Your answer should be exactly the lines from the one that contains "Please consult the photo above." through the final line of the entries below, and nothing else.

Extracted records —
* * *

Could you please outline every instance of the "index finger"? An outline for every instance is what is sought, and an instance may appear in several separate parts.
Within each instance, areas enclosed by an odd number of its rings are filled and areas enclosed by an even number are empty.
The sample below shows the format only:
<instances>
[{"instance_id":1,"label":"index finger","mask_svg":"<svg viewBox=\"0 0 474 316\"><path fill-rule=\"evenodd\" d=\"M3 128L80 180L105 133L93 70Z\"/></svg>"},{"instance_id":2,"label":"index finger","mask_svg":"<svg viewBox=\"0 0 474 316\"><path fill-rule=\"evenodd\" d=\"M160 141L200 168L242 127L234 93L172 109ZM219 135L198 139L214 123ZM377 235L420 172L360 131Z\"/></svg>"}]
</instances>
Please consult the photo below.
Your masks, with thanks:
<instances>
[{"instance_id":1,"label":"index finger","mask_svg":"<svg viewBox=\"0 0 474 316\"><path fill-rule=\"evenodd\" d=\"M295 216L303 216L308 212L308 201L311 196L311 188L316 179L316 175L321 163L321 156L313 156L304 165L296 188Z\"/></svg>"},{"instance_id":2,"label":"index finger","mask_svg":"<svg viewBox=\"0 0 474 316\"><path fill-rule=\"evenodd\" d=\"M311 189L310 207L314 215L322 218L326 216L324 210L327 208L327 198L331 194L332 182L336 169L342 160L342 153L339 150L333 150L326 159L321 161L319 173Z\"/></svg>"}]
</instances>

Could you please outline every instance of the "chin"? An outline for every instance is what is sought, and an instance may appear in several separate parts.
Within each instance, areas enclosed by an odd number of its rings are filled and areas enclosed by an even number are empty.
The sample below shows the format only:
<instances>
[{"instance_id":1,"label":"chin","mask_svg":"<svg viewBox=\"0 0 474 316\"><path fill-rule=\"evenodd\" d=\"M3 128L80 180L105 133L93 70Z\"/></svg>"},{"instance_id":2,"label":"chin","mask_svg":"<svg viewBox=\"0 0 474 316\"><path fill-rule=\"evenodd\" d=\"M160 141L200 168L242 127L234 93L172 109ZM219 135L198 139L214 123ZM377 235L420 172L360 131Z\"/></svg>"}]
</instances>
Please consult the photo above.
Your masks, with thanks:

* * *

Answer section —
Please consult the photo above.
Your masks, with thanks:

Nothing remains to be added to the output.